(Photo object pointing records)
• • • • •
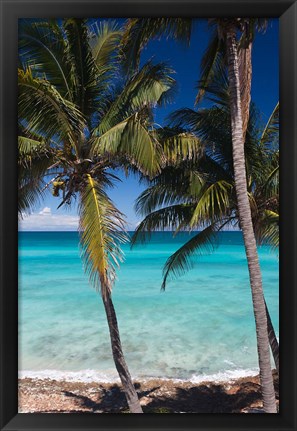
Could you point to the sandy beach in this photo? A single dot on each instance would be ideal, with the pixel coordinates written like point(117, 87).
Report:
point(156, 396)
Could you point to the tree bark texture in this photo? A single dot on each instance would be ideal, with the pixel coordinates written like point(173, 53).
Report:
point(272, 340)
point(245, 218)
point(118, 356)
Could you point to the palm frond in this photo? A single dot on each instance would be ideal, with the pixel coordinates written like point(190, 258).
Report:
point(171, 217)
point(211, 64)
point(45, 111)
point(139, 31)
point(44, 48)
point(180, 146)
point(270, 134)
point(182, 260)
point(101, 229)
point(105, 45)
point(130, 139)
point(152, 85)
point(87, 86)
point(213, 204)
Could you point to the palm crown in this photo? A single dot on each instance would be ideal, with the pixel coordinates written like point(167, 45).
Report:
point(78, 119)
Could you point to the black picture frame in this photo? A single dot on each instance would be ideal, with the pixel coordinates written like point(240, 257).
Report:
point(11, 10)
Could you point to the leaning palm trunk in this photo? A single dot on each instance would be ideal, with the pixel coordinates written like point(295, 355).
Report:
point(245, 218)
point(119, 360)
point(272, 340)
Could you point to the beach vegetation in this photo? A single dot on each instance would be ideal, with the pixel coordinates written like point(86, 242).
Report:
point(80, 117)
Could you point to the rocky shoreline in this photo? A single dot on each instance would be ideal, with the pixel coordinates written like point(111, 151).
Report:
point(156, 396)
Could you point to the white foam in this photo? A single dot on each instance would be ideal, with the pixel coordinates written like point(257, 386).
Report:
point(224, 376)
point(89, 376)
point(86, 376)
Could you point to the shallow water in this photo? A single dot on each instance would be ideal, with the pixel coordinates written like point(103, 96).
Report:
point(201, 326)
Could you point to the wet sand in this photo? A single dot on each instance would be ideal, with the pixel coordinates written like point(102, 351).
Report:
point(156, 396)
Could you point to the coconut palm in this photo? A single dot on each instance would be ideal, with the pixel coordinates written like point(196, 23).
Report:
point(186, 186)
point(79, 119)
point(139, 31)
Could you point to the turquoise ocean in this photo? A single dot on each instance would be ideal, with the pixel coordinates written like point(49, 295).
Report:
point(202, 327)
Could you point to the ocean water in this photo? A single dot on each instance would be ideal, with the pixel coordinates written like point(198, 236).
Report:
point(201, 327)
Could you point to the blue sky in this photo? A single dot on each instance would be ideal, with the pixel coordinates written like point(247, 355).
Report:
point(185, 61)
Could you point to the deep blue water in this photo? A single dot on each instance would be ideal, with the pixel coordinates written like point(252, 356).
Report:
point(202, 325)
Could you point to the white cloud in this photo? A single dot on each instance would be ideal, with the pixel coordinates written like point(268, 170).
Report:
point(44, 220)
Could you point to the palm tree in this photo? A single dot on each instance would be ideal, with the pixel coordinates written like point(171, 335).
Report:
point(78, 119)
point(138, 33)
point(200, 193)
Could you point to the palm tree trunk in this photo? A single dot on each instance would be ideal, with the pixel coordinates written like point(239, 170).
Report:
point(245, 218)
point(118, 356)
point(272, 340)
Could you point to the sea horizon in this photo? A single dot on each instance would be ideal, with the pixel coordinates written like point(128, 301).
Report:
point(201, 328)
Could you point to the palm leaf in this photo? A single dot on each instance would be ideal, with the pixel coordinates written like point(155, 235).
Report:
point(211, 64)
point(139, 31)
point(43, 46)
point(213, 203)
point(130, 139)
point(164, 218)
point(45, 111)
point(101, 233)
point(270, 134)
point(152, 85)
point(182, 260)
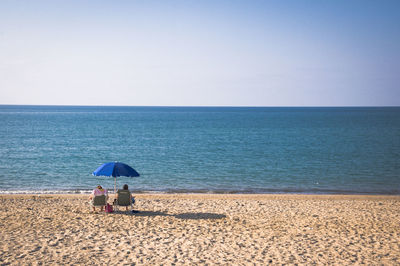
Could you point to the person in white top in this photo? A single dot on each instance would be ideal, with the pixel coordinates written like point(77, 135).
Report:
point(98, 191)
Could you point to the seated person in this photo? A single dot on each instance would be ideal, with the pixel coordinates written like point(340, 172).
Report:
point(99, 191)
point(124, 197)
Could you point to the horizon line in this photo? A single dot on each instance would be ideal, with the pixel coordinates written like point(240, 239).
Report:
point(208, 106)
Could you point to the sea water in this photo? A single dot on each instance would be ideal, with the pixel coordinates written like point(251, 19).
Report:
point(53, 149)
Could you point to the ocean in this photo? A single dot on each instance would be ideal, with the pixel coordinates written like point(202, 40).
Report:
point(310, 150)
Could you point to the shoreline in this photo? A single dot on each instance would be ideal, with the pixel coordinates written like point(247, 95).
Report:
point(202, 229)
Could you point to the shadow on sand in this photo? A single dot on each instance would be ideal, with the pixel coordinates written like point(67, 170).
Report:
point(183, 216)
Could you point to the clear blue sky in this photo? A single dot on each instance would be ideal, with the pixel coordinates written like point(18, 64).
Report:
point(201, 53)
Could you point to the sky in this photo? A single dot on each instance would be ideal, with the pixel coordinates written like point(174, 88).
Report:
point(200, 53)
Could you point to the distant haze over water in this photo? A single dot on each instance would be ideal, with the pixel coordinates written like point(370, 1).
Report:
point(54, 149)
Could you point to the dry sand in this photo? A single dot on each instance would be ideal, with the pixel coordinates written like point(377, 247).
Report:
point(202, 229)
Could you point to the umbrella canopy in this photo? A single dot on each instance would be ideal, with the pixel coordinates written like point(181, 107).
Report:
point(115, 169)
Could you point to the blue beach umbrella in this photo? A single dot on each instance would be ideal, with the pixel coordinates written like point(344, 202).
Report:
point(115, 169)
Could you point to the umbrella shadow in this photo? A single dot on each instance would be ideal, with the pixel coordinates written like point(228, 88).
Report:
point(142, 213)
point(182, 216)
point(199, 216)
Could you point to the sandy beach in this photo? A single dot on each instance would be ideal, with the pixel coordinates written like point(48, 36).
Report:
point(202, 229)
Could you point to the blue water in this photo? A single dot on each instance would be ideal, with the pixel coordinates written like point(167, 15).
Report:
point(202, 149)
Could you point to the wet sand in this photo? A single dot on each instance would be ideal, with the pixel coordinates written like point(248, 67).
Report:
point(202, 229)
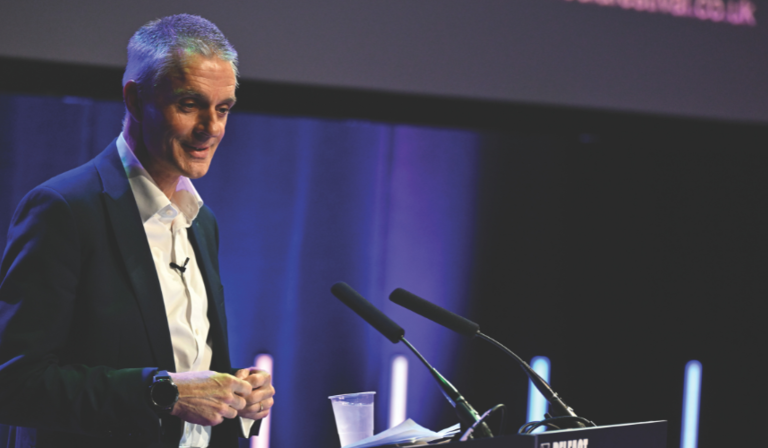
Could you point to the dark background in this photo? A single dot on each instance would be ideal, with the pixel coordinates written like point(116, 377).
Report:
point(619, 244)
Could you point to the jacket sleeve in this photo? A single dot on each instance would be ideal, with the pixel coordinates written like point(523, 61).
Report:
point(40, 278)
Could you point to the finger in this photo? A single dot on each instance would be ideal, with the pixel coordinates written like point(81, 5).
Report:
point(236, 402)
point(228, 412)
point(258, 378)
point(261, 394)
point(240, 387)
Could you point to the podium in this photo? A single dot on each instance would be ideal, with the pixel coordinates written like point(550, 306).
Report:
point(630, 435)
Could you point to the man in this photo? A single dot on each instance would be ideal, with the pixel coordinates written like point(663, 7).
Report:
point(112, 322)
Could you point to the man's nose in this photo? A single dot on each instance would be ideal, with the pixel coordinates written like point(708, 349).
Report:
point(210, 124)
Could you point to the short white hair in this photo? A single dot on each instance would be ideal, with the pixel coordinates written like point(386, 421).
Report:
point(162, 45)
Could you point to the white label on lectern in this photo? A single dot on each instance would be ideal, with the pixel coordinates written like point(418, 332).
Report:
point(578, 443)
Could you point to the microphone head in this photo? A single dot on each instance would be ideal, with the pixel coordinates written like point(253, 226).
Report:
point(367, 311)
point(434, 313)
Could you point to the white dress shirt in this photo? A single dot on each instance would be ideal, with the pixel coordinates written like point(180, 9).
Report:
point(186, 304)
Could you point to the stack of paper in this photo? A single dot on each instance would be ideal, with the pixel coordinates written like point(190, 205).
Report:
point(406, 433)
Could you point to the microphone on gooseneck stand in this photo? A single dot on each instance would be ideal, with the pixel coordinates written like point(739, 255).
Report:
point(564, 414)
point(378, 320)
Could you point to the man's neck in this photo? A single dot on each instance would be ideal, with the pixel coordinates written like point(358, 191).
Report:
point(165, 182)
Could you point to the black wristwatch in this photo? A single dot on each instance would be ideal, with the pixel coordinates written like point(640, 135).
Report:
point(163, 393)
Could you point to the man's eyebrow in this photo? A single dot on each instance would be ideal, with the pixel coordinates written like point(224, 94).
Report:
• • • • •
◆ **What needs to be done**
Copy the lines of the material word for word, from the line with "Could you point to the man's eyebrow" through the end of the material.

◆ **The output**
Could you point to the man's eyebrow in this photo? A single dot on each instance would be ideal, with the pixel coordinates written like point(224, 94).
Report:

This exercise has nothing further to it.